Reproduce the listing from its beginning through the line containing "[[399, 206]]", inclusive, replacing "instance" with "occurrence" and leaving everything else unchanged.

####

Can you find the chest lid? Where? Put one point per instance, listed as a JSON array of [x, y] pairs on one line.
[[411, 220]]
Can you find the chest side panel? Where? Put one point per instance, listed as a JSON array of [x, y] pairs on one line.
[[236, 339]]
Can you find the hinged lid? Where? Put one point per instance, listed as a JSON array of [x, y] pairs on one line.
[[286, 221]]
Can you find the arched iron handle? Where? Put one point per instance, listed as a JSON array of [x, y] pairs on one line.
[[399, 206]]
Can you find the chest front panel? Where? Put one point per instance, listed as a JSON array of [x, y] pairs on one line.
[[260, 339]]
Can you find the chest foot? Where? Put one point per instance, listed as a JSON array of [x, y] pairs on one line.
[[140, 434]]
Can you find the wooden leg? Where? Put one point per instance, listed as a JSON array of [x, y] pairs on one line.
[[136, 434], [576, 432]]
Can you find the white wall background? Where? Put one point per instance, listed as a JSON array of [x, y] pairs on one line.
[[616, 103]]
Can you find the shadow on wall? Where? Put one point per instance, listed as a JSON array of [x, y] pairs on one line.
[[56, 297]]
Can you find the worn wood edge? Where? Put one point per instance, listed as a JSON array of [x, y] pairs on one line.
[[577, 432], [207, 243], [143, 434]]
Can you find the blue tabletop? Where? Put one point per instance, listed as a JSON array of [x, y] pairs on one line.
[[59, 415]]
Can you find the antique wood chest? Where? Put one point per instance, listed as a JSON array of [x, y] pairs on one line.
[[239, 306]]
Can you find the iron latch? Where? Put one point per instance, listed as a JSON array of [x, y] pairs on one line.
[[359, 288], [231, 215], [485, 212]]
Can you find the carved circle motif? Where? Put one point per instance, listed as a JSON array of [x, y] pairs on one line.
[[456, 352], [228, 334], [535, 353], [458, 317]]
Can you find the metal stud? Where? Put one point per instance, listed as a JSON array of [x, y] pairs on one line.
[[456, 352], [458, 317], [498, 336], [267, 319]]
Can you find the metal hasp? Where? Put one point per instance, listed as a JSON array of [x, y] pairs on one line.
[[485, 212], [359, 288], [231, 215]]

####

# Exercise solution
Can you find the chest lid? Where? Put one point per occurrence, listed as a JSON array of [x, y] pairs on one line.
[[411, 220]]
Can you find the chest side panel? Where? Put one point per occurrence, listed as a JSON array of [x, y] pairs on one line.
[[236, 339]]
Can you find the hinged lid? Where? Put one point per occurrence, listed as a JSON array of [x, y] pairs on one line.
[[286, 221]]
Can you find the arched iron handle? Where? Put one point per occurrence, listed as a JSON array of [x, y] pairs on one line.
[[399, 206]]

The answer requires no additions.